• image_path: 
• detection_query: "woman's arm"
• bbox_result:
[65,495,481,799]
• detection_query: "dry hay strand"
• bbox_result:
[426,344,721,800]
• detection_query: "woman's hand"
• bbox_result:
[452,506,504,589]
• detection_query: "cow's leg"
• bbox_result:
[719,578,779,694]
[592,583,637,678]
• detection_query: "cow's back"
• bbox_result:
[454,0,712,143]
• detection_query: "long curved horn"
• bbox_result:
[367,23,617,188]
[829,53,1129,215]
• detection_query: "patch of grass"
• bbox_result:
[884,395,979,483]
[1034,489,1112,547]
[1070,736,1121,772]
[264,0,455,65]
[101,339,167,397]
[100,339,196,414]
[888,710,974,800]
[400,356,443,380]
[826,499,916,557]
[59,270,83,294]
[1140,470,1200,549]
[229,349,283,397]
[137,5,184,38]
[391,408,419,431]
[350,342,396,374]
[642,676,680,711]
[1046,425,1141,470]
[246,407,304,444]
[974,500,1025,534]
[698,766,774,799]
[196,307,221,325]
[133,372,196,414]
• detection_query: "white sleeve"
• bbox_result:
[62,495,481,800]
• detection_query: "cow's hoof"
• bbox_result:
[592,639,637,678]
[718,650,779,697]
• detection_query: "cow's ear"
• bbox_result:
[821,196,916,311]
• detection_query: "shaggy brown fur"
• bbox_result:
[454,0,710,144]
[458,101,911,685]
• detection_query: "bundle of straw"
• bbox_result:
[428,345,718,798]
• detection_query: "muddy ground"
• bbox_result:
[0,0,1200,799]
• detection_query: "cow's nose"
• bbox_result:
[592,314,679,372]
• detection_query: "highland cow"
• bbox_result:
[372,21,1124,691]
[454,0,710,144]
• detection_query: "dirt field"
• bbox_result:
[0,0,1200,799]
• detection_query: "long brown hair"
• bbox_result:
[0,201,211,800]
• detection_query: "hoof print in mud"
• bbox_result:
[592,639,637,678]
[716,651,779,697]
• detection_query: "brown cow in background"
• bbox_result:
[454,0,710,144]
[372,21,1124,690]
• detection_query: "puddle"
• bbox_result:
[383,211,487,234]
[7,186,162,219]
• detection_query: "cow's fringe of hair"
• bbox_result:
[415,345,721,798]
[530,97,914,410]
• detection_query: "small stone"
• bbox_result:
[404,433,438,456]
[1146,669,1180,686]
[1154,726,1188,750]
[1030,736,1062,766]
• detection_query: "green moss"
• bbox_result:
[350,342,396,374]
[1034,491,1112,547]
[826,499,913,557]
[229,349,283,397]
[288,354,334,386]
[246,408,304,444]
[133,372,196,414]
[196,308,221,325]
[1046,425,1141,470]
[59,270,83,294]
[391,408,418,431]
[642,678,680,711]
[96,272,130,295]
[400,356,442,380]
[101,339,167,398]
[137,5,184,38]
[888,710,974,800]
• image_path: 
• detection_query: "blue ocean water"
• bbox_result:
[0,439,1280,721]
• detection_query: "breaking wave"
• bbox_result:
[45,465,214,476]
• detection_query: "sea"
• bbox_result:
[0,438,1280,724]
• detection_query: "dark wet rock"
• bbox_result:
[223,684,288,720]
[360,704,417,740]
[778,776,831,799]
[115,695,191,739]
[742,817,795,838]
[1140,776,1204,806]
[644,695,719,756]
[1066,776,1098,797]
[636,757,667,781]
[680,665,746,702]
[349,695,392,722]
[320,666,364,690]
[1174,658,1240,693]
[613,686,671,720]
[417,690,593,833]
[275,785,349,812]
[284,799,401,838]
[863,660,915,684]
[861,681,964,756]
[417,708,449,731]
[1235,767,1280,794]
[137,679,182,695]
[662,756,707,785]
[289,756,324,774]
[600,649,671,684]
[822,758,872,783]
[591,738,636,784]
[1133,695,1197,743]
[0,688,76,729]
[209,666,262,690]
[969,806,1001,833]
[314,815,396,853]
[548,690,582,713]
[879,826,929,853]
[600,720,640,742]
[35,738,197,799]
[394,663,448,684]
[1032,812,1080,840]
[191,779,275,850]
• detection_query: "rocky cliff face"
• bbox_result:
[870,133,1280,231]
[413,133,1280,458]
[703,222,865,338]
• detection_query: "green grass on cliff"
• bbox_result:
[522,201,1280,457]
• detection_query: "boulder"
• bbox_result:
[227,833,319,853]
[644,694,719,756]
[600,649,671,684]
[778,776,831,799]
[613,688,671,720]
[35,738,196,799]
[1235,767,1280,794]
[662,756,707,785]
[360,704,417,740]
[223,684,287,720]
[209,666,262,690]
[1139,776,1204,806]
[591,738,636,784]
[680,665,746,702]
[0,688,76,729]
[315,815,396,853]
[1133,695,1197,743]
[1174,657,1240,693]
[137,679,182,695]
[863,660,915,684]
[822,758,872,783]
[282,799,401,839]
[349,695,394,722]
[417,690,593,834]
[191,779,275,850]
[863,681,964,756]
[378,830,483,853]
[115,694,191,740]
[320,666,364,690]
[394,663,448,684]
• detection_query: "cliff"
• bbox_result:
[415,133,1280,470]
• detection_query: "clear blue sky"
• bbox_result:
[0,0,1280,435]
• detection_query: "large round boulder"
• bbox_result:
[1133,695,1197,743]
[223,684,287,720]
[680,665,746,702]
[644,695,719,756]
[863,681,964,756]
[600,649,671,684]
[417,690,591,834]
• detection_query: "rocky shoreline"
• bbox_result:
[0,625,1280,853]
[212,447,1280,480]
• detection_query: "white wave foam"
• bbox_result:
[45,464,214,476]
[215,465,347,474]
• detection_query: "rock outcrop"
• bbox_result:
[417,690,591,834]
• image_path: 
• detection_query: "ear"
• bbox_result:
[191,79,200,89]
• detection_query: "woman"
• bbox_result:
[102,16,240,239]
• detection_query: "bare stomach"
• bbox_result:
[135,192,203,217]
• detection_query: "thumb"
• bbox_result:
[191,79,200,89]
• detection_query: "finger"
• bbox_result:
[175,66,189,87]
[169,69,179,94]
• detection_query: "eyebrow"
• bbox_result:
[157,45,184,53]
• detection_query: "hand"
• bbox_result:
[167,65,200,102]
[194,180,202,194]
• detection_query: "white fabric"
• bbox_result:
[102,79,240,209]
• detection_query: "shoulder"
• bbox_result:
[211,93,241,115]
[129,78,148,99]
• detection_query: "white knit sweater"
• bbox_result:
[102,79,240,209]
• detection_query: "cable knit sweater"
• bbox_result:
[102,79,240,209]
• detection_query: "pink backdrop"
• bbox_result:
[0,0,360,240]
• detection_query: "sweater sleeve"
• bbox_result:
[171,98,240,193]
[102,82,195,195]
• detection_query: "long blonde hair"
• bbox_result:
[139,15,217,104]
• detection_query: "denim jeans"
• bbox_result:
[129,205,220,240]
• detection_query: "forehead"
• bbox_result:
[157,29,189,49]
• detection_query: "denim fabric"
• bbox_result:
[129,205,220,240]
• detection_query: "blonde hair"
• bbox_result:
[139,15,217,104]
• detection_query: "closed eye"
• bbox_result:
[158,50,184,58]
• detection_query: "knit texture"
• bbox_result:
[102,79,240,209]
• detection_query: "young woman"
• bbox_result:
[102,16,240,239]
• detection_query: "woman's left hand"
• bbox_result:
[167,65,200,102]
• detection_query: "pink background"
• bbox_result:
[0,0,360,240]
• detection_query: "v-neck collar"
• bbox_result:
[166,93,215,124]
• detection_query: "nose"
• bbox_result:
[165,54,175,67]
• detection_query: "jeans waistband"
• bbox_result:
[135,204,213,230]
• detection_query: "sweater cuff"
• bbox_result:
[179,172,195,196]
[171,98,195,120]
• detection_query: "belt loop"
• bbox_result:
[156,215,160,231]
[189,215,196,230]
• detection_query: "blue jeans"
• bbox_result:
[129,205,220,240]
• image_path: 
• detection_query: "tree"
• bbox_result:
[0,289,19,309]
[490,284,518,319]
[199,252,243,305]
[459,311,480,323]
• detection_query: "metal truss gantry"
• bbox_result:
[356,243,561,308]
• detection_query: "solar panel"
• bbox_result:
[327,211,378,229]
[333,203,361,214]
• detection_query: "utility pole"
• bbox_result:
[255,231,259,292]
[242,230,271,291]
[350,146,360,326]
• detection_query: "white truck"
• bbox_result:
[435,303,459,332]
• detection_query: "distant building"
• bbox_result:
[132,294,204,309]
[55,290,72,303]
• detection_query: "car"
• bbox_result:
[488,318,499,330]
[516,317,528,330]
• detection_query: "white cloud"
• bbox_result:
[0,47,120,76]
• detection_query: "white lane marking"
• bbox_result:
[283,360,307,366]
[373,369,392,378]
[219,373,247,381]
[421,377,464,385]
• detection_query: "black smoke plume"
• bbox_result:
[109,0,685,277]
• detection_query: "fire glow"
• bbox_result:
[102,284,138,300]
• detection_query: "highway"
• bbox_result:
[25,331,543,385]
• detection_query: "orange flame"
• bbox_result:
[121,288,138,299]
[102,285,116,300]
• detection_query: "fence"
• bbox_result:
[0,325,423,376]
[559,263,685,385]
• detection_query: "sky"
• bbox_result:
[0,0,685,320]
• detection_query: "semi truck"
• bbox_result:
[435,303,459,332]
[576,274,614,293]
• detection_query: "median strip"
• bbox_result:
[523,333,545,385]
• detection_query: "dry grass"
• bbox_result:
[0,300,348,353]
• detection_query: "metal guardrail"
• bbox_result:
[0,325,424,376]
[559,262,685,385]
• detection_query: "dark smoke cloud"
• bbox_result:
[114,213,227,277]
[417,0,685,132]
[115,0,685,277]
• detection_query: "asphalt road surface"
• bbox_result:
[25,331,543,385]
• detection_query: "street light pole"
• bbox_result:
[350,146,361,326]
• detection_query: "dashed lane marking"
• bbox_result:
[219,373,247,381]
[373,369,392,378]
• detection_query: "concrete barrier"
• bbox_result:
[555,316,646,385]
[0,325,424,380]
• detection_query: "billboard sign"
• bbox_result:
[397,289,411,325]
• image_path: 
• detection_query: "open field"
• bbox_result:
★ ★ ★ ★
[GIVEN EXERCISE] Find every line in the records that contains the string "sleeve", matching case exactly, and copy each of those lines in full.

[ANSWER TO THE EXERCISE]
• detection_query: "white sleeve"
• detection_query: "sweater sleeve"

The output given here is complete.